## Stated task A
Transcribe the passage of the forum thread on shuffling a range of longs from "From a start" up to and including "of memory exceptions.".

## Document segment
1

From a start and end where both data types are long's, I'd like to produce a randomly sorted list with them.

At the moment, I'm using a for loop to populate a list:

for (var i = idStart; i < idEnd; i++){ list.Add(i); }

Then I'm shuffle'ing the list using an extension method. However, when the difference between start and end are large (millions), the for loop causes out of memory exceptions.

Is there a more efficient, sleeker method for producing an randomly sequenced list of long's, where each number only appears once?

user3791372
  • 4,445
  • 6
  • 44
  • 78
  • 2
    How are you shuffling your list now that's causing the out of memory error? – Ben Rubin Nov 24 '15 at 20:31
  • 2
    Most shuffles (e.g. https://en.wikipedia.org/wiki/Fisher%E2%80%93Yates_shuffle) can be done in place. There shouldn't be any memory problems. – itsme86 Nov 24 '15 at 20:34
  • @BenRubin It isn't the shuffle that's causing the out of memory exception, but the adding of the longs to a list. If I were to use an array no exception occurs – user3791372 Nov 24 '15 at 20:35
  • 1
    What means "large"? Please show your code... – Shnugo Nov 24 '15 at 20:37
  • If I understand you correctly, you want to shuffle ALL integer numbers between any two long-values? Maybe you should describe a little more what you are really trying to achieve... – Shnugo Nov 24 '15 at 20:40
  • @user3791372 There's no reason why you should be running out of memory while creating the list unless your list is hundreds of millions of elements (infinite loop maybe). It would help if you show your code for creating the list. – Ben Rubin Nov 24 '15 at 20:40
  • Maybe straight forward, but maybe an typical XY-problem (http://meta.stackexchange.com/questions/66377/what-is-the-xy-problem) – Shnugo Nov 24 '15 at 20:42
  • @BenRubin It is hundreds of millions! Far from inifinite though. – user3791372 Nov 24 '15 at 20:43
  • 1 Int32 = 4 bytes. 100 million Int32s = ~400Mb. There's no reason you should be running out of memory unless you're running this on a pocket calculator. Show your code. – Colin Grealy Nov 24 '15 at 20:45
  • 1
    @ColinGrealy He said they're `long`s, which are 8 bytes. – itsme86 Nov 24 '15 at 20:46
  • Do you need a "real" or at least ("close to real") random shuffle? Do you really need all numbers or just a subset? – Shnugo Nov 24 '15 at 20:47
  • @itsme86 oops, you're right. Still shouldn't be running out of memory though. – Colin Grealy Nov 24 '15 at 20:48
  • @user3791372 Have you considered partitioning your numbers? You could, say, put up to a hundred thousand numbers in one list, and then overflow into the next list, and so on. Then the shuffle would have to exchange between lists as well as indices within the lists, but you could get around the 2MB single object limit that way. – itsme86 Nov 24 '15 at 20:48
  • @user3791372 Well, memory is finite. At 8 bytes per `long`, you're getting into gigabytes of memory if you have hundreds of millions of elements. You could store your entire list on disk, and load portions of it into memory as you sort it. – Ben Rubin Nov 24 '15 at 20:49
  • 2
    More importantly @user3791372, what are you trying to achieve with this list? There's almost certainly a better way to do this. – Colin Grealy Nov 24 '15 at 20:53
  • Reading all this, I come to the following: buy RAM :-) – Shnugo Nov 24 '15 at 22:37
  • Does the list have to be *actually* random or only *appear* random? There are lots of ways to make a sequence of n large numbers that repeats only after all n numbers are used up that are not random and take a small amount of storage but they are not truly random. – Eric Lippert Nov 25 '15 at 06:27

1 Answers1

5

Is there a more efficient, sleeker method for producing an randomly sequenced list of long's, where each number only appears once?

## Stated task B
Filter the listing below, keeping every line that contains the string "concrete", matching case exactly.

## Material for this exercise
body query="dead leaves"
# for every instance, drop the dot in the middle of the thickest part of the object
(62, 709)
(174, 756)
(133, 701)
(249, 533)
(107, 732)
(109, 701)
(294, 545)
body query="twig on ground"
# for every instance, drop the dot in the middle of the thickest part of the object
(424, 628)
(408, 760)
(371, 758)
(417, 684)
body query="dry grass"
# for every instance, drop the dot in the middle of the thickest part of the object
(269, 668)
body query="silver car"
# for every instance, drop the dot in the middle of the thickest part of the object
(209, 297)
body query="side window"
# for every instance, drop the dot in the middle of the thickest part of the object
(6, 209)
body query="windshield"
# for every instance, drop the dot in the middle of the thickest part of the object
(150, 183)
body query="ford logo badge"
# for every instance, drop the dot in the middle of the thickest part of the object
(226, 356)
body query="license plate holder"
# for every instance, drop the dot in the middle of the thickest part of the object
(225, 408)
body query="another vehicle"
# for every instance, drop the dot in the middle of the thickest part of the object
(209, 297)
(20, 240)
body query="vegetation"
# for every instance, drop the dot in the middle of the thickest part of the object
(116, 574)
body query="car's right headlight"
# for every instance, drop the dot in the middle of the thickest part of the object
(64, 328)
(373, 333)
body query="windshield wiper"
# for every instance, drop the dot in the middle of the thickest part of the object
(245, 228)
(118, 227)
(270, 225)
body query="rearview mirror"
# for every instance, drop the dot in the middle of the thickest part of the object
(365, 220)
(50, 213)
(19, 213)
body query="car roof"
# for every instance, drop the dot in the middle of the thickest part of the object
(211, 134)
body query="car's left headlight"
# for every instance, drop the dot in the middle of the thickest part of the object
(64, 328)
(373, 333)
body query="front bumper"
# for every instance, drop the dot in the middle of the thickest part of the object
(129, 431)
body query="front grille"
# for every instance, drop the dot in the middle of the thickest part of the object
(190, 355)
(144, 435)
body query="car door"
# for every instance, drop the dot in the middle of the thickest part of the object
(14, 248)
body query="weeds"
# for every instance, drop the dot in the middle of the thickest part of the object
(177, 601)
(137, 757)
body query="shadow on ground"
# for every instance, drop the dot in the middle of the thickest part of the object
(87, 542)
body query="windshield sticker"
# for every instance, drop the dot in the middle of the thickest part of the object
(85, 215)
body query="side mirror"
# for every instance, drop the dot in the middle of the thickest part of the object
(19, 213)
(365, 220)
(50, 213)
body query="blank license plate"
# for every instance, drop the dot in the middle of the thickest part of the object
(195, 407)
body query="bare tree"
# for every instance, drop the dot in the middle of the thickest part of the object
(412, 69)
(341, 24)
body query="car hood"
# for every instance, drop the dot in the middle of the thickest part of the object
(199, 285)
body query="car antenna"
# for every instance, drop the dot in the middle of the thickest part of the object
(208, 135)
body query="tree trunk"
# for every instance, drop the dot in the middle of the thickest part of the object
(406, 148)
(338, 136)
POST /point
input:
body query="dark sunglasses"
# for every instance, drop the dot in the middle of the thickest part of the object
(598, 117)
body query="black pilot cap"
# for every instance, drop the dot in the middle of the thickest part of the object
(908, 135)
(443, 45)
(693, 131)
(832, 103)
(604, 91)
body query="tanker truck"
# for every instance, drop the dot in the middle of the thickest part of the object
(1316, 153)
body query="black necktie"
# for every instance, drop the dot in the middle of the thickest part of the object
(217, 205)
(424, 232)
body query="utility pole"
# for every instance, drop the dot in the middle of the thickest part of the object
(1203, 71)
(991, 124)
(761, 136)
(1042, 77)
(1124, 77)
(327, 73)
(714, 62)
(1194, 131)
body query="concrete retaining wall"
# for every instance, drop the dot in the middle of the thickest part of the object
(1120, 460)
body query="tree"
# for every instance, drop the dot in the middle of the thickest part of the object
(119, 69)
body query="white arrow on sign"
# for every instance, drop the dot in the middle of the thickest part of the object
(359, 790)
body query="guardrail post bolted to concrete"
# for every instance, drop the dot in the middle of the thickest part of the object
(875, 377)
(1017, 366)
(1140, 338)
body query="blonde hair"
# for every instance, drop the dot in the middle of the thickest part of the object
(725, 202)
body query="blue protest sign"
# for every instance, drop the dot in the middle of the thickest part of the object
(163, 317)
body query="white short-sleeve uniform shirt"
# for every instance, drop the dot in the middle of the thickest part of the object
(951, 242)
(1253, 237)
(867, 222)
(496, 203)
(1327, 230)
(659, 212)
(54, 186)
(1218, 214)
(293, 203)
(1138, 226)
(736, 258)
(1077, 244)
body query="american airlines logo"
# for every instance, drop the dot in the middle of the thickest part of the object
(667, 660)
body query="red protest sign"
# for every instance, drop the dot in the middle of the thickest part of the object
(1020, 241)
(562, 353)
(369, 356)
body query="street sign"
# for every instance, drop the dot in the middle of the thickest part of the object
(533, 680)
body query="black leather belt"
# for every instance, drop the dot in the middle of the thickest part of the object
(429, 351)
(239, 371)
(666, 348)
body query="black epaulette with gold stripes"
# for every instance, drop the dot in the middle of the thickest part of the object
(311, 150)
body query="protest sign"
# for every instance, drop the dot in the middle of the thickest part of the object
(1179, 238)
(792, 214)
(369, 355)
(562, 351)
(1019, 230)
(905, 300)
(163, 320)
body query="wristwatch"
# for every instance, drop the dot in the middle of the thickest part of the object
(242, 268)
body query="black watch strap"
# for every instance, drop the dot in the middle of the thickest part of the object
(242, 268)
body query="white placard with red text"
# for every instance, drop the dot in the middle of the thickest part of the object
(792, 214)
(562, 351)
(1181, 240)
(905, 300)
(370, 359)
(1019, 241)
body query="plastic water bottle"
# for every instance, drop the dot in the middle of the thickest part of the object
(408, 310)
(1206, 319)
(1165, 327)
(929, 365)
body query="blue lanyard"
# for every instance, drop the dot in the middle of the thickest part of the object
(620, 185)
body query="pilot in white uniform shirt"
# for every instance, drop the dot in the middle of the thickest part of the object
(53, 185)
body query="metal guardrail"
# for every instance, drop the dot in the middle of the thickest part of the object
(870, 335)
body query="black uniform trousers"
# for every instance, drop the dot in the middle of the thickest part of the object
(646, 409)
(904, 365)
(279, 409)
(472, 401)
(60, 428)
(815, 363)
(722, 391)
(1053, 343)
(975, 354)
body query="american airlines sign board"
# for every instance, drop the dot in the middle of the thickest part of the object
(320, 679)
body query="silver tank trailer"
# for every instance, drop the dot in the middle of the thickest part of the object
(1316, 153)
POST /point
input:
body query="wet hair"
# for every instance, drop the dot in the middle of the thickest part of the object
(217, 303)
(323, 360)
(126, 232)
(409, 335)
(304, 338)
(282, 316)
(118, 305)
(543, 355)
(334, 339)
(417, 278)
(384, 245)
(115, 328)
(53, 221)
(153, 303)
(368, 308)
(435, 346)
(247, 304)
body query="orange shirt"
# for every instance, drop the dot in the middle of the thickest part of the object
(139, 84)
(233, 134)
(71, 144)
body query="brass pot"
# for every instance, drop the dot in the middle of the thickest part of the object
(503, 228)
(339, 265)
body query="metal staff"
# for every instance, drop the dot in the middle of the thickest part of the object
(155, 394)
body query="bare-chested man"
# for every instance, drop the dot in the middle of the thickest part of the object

## Task solution A
From a start and end where both data types are long's, I'd like to produce a randomly sorted list with them.

At the moment, I'm using a for loop to populate a list:

for (var i = idStart; i < idEnd; i++){ list.Add(i); }

Then I'm shuffle'ing the list using an extension method. However, when the difference between start and end are large (millions), the for loop causes out of memory exceptions.

## Task solution B
body query="concrete retaining wall"
body query="guardrail post bolted to concrete"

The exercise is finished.